PROBLEM TO SOLVE:
Using the listing that follows, return every line with the word "window".
________________
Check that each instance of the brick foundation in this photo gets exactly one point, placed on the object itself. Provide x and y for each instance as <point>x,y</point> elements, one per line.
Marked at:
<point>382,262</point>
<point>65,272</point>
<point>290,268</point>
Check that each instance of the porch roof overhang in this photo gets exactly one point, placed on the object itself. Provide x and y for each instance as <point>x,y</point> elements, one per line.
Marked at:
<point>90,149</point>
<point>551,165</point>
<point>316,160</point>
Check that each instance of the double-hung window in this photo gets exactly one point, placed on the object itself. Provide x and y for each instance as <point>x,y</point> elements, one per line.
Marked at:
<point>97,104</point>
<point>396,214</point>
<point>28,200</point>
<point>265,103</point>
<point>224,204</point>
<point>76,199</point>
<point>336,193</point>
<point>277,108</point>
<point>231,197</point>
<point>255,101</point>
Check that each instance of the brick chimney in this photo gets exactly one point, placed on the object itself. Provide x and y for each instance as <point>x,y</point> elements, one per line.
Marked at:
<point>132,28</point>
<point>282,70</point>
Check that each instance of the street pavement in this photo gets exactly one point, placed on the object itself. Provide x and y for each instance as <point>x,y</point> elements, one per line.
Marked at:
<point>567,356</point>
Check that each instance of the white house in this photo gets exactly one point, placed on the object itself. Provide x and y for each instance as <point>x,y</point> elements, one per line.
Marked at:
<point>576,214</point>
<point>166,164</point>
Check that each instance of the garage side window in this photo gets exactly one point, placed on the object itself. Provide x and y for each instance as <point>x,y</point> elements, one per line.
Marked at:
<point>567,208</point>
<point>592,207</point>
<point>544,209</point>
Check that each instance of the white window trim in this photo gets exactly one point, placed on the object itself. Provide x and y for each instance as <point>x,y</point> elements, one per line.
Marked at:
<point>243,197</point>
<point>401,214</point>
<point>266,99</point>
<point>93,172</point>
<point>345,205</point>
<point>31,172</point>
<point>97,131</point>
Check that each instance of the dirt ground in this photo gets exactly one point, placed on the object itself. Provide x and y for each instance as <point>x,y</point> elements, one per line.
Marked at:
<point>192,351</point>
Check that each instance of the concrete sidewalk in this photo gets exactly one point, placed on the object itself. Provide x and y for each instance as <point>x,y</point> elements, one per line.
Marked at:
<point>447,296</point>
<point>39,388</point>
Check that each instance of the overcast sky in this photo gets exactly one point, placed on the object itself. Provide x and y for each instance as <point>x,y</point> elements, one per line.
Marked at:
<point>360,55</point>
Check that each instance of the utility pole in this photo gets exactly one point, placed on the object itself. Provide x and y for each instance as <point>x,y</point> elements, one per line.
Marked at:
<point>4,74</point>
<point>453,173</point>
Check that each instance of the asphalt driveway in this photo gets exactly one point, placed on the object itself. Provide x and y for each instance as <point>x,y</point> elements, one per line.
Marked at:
________________
SOLUTION BELOW:
Check that each instance of the double-hung window in this photo gets exactly one point, placed on the object itself. Provide x and y for each instance as <point>x,y</point> elements, one per line.
Check that each instance of the garage side window in this photo gets exactly one point, placed on the object itself. Provide x and y for each instance as <point>x,y</point> elements, one per line.
Check that each instance of the white window trim in this photo gets exactly one point, placed on the object itself. Provide x and y for each instance as <point>x,y</point> elements, one per line.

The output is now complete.